Provided material →

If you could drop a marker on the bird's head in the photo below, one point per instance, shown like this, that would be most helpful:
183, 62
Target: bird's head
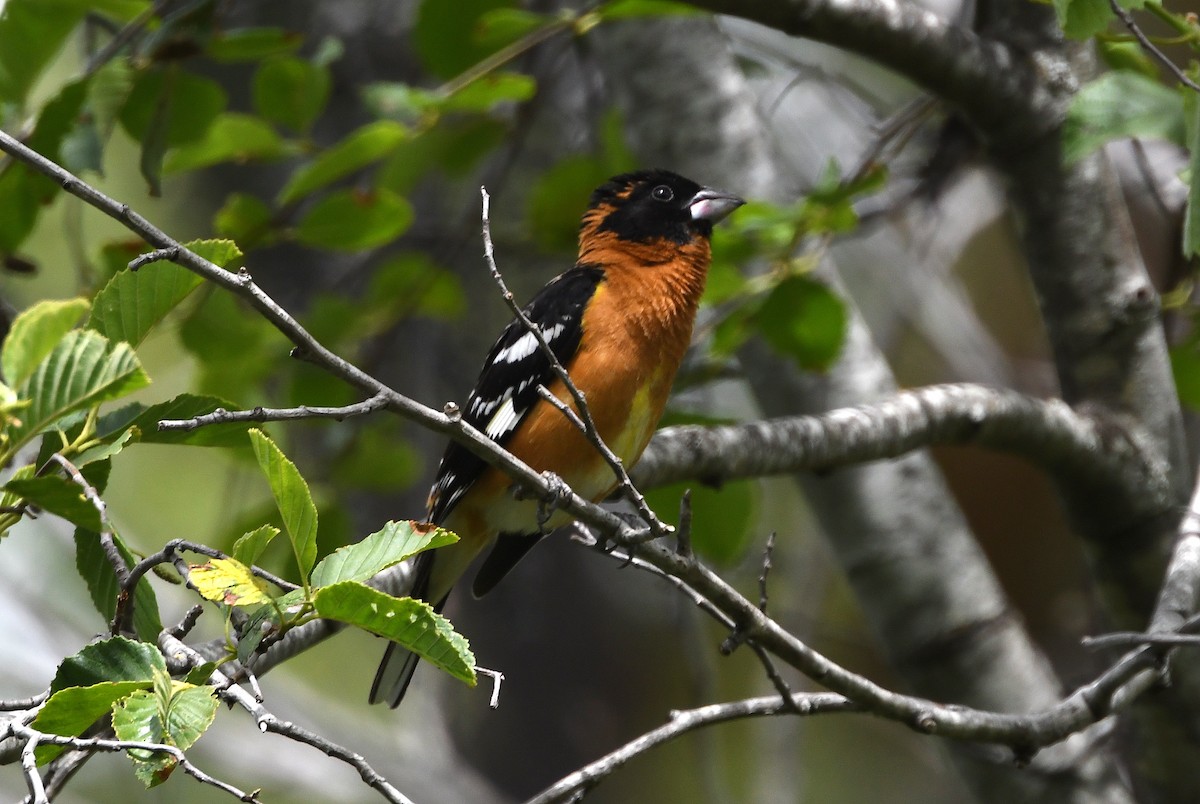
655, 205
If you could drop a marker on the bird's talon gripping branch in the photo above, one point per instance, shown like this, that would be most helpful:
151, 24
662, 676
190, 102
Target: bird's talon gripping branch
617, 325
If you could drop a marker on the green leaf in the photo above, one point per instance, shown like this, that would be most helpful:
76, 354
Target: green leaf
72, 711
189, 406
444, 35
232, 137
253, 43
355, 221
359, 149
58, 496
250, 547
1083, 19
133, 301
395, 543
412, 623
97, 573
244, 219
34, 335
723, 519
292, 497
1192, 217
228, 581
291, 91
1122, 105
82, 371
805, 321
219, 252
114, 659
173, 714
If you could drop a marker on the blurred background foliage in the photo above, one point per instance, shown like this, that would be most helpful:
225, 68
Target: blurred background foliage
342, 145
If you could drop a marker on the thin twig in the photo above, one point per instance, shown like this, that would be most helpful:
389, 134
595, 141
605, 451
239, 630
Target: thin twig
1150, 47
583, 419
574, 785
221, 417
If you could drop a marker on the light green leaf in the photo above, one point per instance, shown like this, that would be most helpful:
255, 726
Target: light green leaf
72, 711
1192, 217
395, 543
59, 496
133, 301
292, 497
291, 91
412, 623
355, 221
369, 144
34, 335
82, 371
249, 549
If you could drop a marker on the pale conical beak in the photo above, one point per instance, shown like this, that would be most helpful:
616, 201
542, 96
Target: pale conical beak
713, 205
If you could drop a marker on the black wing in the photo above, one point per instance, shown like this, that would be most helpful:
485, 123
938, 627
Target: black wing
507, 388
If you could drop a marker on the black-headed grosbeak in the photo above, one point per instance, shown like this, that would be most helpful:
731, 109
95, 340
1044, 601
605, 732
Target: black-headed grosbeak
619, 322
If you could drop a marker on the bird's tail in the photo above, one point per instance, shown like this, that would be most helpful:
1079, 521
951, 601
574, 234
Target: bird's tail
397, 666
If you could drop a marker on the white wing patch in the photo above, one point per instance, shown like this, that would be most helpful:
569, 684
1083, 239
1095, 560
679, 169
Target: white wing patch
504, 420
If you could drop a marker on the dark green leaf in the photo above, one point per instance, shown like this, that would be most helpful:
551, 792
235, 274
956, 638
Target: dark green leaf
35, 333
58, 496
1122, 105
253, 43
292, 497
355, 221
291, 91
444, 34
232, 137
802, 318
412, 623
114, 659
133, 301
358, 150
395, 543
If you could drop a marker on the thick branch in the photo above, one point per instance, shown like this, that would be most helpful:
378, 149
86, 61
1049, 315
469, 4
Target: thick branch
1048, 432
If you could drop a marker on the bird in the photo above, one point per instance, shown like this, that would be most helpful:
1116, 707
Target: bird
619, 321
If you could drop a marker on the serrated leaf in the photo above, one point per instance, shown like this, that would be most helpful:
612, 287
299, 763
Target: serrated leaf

* * *

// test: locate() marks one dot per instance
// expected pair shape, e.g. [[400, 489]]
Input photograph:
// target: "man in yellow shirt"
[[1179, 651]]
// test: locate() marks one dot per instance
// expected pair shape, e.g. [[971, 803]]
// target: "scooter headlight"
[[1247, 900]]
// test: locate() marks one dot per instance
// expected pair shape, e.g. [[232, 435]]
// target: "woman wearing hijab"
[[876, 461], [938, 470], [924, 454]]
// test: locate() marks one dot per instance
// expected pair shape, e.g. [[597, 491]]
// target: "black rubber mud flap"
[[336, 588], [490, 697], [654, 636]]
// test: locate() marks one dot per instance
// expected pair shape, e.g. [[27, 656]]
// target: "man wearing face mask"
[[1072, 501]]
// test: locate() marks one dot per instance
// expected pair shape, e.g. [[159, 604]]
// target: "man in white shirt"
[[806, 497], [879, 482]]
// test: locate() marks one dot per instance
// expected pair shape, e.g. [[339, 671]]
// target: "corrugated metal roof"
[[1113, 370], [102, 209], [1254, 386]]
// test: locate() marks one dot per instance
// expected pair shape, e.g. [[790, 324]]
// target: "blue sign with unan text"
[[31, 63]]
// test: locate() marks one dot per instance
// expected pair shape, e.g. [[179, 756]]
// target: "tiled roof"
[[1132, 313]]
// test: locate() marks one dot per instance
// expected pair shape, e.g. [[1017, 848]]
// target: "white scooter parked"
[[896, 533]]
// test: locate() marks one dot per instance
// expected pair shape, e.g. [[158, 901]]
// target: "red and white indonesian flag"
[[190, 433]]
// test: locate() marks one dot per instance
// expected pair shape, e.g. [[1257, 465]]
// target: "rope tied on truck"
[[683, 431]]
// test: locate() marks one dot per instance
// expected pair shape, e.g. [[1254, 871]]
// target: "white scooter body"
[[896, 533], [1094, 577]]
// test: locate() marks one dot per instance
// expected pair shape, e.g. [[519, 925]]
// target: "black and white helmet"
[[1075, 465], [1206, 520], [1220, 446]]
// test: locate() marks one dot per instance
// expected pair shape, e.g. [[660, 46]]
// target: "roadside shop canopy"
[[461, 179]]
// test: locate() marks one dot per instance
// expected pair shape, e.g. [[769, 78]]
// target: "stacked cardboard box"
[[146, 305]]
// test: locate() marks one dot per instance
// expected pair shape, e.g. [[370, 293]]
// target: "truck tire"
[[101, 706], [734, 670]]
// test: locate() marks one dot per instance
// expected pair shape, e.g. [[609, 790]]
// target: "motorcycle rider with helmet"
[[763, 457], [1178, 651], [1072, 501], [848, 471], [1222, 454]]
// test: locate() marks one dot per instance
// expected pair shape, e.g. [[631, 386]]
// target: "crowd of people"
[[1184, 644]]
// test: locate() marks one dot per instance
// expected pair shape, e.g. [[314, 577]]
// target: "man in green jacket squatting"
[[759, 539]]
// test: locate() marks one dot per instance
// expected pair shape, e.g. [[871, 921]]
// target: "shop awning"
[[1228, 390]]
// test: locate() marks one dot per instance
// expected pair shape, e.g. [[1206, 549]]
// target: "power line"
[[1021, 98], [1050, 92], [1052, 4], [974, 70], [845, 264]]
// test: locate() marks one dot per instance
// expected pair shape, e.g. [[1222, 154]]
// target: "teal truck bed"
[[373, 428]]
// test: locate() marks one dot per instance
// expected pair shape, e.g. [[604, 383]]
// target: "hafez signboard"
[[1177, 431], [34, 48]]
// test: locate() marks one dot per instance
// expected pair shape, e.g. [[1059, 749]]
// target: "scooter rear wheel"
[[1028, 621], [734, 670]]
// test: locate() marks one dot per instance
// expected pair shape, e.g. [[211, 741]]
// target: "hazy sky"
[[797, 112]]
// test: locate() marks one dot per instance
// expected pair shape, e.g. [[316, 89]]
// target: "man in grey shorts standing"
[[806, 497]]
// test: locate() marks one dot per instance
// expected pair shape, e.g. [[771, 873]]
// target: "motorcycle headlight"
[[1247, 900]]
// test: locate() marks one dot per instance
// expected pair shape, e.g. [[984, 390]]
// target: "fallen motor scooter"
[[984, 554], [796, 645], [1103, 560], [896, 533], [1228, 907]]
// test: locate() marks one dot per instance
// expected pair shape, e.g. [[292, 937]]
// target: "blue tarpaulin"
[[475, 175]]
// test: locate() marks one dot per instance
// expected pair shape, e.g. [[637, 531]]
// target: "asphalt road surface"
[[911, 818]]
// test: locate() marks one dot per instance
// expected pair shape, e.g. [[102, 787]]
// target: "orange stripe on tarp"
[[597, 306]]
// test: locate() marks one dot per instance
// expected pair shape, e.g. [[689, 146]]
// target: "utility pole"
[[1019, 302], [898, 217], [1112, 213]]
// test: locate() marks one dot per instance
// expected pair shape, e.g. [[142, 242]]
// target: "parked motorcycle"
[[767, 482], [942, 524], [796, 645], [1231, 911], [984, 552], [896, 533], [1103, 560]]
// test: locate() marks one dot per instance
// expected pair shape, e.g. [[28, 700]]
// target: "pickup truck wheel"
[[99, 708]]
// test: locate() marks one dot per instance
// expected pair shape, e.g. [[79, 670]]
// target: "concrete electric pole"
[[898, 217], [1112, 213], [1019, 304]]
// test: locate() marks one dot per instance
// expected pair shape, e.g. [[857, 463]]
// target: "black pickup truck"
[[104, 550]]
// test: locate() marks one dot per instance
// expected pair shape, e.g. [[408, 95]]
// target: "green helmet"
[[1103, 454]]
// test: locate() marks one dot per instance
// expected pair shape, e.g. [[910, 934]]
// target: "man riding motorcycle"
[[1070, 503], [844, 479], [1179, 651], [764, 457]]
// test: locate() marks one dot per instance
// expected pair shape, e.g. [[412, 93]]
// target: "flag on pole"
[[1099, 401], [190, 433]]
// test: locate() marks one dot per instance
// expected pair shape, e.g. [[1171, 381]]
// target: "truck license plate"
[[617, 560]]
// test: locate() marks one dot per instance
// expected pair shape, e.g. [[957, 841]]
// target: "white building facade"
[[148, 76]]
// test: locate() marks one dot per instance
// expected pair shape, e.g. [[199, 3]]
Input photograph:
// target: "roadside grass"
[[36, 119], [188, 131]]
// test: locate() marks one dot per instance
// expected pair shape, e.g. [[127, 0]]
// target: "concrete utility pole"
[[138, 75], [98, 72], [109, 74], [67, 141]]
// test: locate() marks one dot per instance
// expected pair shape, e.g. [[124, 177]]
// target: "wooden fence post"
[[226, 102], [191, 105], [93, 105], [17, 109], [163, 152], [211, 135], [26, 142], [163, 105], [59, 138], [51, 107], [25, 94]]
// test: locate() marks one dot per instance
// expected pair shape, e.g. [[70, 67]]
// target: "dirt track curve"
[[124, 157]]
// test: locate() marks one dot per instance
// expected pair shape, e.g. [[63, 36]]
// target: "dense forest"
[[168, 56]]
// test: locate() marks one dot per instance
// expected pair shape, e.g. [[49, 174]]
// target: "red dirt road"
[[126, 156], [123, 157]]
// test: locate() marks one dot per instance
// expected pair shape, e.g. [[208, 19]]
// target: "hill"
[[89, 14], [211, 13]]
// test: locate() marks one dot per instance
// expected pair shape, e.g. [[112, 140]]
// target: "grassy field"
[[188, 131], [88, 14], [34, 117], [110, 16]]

Task to carry out → Search each line of the data above for "serrated", and copy the lines where it occurs.

Response →
If you could drop a marker on the serrated leaf in the photo above, one point per instance, shown like this, that would be most helpful:
Target: serrated leaf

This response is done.